WHAT YOU SHOULD DO:
Leave the pictures out and print every record below exactly as it stands.

----

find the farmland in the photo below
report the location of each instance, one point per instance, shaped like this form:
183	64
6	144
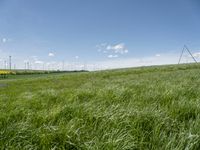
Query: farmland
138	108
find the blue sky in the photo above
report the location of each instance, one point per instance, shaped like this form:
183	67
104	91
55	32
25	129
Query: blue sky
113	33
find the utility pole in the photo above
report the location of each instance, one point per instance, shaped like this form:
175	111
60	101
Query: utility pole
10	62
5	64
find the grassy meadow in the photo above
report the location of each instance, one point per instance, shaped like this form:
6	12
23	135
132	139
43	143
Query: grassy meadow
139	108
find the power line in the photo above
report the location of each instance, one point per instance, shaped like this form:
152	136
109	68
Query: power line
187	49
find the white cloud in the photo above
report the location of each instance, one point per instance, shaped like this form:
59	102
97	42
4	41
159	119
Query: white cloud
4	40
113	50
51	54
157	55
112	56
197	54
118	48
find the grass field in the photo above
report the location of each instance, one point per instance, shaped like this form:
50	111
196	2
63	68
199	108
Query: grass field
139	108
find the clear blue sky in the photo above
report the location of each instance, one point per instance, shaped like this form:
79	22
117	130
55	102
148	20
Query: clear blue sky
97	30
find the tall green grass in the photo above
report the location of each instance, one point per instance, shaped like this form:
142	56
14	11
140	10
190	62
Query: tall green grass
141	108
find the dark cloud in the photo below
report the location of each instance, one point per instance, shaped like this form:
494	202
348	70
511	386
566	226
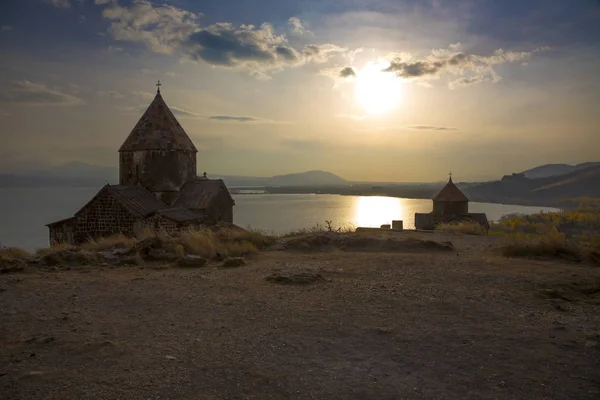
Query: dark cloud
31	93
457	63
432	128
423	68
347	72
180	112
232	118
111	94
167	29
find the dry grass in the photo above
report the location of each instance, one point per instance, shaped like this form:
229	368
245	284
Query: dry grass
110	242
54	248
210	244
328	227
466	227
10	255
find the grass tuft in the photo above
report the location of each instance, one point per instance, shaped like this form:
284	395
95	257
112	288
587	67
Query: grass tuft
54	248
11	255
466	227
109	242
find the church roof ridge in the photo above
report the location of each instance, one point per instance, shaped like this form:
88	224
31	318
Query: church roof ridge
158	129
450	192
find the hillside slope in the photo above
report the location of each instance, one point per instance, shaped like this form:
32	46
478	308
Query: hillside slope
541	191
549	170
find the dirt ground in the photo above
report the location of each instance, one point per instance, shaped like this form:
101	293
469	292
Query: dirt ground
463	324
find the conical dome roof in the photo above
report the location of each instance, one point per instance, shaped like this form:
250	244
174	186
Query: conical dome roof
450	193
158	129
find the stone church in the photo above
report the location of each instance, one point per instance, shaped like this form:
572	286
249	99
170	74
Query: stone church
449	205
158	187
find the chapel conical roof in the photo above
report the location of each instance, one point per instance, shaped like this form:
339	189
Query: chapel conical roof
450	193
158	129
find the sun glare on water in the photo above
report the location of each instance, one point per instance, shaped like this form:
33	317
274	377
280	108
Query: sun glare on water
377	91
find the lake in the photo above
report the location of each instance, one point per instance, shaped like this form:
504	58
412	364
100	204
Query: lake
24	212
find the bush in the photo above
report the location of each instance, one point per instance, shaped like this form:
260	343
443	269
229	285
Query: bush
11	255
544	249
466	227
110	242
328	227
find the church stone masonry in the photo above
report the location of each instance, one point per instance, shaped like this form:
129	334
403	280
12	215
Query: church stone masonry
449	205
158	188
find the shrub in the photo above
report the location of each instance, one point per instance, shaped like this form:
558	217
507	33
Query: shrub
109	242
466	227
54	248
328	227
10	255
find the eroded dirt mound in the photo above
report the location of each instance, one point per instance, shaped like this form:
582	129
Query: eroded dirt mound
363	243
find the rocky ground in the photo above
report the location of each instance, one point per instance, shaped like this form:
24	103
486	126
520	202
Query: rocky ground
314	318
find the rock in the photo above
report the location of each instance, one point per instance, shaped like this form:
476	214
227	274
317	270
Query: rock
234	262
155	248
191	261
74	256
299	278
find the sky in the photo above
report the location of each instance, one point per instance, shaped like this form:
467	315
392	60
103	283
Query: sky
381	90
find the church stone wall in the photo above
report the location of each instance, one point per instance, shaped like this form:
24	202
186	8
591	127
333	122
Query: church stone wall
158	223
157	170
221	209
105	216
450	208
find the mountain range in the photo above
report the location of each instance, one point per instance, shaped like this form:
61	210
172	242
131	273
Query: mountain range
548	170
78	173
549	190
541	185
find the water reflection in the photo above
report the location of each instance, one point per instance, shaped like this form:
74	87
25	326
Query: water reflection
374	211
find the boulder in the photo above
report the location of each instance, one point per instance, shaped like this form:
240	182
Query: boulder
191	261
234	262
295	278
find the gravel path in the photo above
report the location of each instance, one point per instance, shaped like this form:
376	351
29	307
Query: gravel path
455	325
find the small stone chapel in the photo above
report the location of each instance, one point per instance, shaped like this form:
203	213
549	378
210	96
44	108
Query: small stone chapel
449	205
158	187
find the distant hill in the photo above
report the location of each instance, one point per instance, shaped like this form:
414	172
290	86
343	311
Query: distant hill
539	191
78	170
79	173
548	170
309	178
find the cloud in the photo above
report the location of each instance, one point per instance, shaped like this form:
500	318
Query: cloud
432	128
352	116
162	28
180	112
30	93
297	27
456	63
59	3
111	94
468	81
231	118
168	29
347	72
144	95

----

RESPONSE:
find the farmland in the photo below
report the location of each instance, one point per instance, shaped like this form:
183	64
6	144
Query: farmland
138	108
find the blue sky in the photo above
report the location of each instance, one point per instance, shaped like this form:
183	67
104	91
55	32
25	129
Query: blue sky
113	33
find the utility pole in the photo above
report the location of each instance, one point per instance, shaped like this form:
175	111
60	101
Query: utility pole
10	62
5	64
find the grassy meadow in the photo above
report the location of each instance, one point per instance, shaped like this form:
6	12
23	135
132	139
43	143
Query: grassy meadow
139	108
find the power line in the photo above
report the location of each instance, one point per instance, shaped like this form:
152	136
109	68
Query: power line
187	49
find the white cloud in the photo above
report the location of each instance, one point per instance, shaped like this form:
59	102
97	42
4	41
159	119
Query: white cloud
4	40
113	50
51	54
157	55
112	56
197	54
118	48
find the grass field in the photo above
report the location of each instance, one point per instance, shaped like this form:
50	111
196	2
63	68
199	108
Query: grass field
139	108
find the clear blue sky in the photo above
report the location of each instance, one point per instance, shaped like this form:
79	22
117	130
55	102
148	20
Query: clear blue sky
97	30
find the tall green grass in the photo above
report the location of each instance, one point per instance, shaped like this form:
142	56
14	11
140	10
190	62
Query: tall green grass
141	108
find the dark cloud in the photo below
report the location of each instance, one point per instance, shaped like this form:
494	202
348	70
511	386
566	226
Query: dark cloud
31	93
457	63
432	128
423	68
347	72
180	112
232	118
111	94
167	29
find the dry grass in the photo above
report the location of each instance, one point per instance, shaped like this form:
229	368
245	284
Query: dry grass
110	242
54	248
210	244
328	227
466	227
10	255
find the grass tuft in the photo above
report the location of each instance, one point per instance, shaped like this form:
284	395
95	257
112	288
587	67
Query: grass tuft
54	248
11	255
466	227
109	242
find the church roof ridge in the photo above
report the location of each instance, one point per instance, shaped like this form:
88	224
31	318
Query: church roof ridge
158	129
450	192
find the hillside slope in the photo above
report the location of each instance, one point per instance, shaped like this form:
32	46
478	308
Query: hillside slope
541	191
549	170
find the dirt ground in the photo above
report the location of each instance, one point per instance, shaped like this form:
101	293
469	292
Query: dirt ground
463	324
find the conical dome roof in the photo above
report the location of each instance, one point per instance, shaped like this form:
250	244
174	186
Query: conical dome roof
450	193
158	129
find the stone church in the photo above
report the location of each instance, one point per instance, shaped like this form:
572	286
249	99
170	74
Query: stone church
449	205
158	187
find the chapel conical roof in the photo above
report the location of each instance, one point per instance, shaped like this form:
339	189
Query: chapel conical roof
450	193
158	129
find the sun glare on water in the photo above
report the location of each instance, one point per instance, shaped like this form:
33	317
274	377
280	108
Query: sun glare on water
377	91
find the lake in the photo above
report the location of each instance, one point per instance, shaped like this form:
504	58
412	364
100	204
Query: lake
24	212
find the bush in the photo above
report the location of each instance, one point per instance, shaped like this form:
260	343
443	269
229	285
Query: bush
11	255
544	249
466	227
110	242
328	227
find the church stone masonry in the photo above
report the location of each instance, one point per instance, shaped like this form:
129	334
403	280
12	215
Query: church stone masonry
449	205
158	188
find the shrub in the photo above
report the location of each instance, one point per instance, shaped like this form:
558	217
507	33
Query: shrub
109	242
466	227
54	248
328	227
10	255
find the eroded dirt mound in the photo above
report the location of each instance, one point per instance, shaped like this form:
582	129
Query: eroded dirt mound
363	243
find the rocky ground in the photo above
report the location of each instance, one point per instance, shaped like this form:
24	103
486	126
520	202
Query: rocky ground
314	318
find the rock in the photo above
report the location of each instance, one point per instance, shaped like this form:
476	214
227	274
317	270
Query: rock
234	262
155	248
191	261
74	256
299	278
find the sky in the photo above
report the location of each instance, one point per instance, shaped like this form:
467	315
392	60
103	283
Query: sky
381	90
find the church stone wall in the photo above
report the location of each instance, one point per instance, shaped like this form:
24	202
186	8
591	127
333	122
Query: church stone wall
158	223
157	170
221	209
105	216
450	208
find the mountain range in the photo above
report the location of each instance, one point per instance, shaped like this form:
61	210
172	242
131	273
Query: mountain range
548	170
78	173
549	190
541	185
find the water reflection in the photo above
report the location of each instance, one point per instance, shaped like this form:
74	87
25	326
Query: water reflection
374	211
find the boulder in the photo above
report the location of each instance, one point per instance, shaped like this form:
240	182
Query: boulder
191	261
234	262
295	278
find the gravel path in the photo above
report the location of each instance, one point per instance, shaped like this form:
376	351
29	307
Query: gravel path
455	325
find the small stone chapel in the photo above
report the location of each instance, one point per instance, shaped like this form:
203	213
549	378
210	96
44	108
Query: small stone chapel
449	205
158	187
find the distant hill in the photo above
report the location of each instance, one point per instance, shaped like this form:
414	172
290	86
343	311
Query: distant hill
539	191
78	170
79	173
548	170
309	178
find the cloud in the photo above
report the location of each instance, one point per instance, shaped like this form:
500	318
Query: cloud
432	128
352	116
162	28
180	112
30	93
297	27
456	63
59	3
111	94
468	81
231	118
168	29
347	72
144	95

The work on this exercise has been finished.